**DATA UNDER STUDY**
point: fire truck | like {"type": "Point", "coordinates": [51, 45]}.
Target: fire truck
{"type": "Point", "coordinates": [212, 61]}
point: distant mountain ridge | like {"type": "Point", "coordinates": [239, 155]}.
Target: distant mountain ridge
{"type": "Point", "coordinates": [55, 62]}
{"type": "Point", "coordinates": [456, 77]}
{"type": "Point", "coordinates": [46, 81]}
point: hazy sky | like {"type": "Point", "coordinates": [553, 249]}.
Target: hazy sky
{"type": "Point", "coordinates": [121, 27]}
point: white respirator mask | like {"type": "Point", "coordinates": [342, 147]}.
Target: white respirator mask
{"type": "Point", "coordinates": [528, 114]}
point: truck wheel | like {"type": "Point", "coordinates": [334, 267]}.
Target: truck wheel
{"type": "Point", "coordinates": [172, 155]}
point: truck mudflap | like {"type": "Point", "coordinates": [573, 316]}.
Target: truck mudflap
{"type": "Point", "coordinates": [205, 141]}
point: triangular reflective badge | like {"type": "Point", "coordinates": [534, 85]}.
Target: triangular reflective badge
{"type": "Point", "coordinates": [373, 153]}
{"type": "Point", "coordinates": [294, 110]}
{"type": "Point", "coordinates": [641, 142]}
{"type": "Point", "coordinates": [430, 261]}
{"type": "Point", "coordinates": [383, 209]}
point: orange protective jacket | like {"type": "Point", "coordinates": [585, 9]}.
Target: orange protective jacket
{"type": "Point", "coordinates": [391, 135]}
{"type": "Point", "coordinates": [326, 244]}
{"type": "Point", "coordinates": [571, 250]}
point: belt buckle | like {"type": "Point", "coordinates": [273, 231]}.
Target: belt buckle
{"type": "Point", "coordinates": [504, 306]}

**ABOUT THIS EXERCISE**
Each line from the one containing "point: belt buckle" through the last line of the entries above is to be returned exactly, and no others.

**TASK RESPONSE**
point: belt buckle | like {"type": "Point", "coordinates": [273, 231]}.
Target: belt buckle
{"type": "Point", "coordinates": [504, 306]}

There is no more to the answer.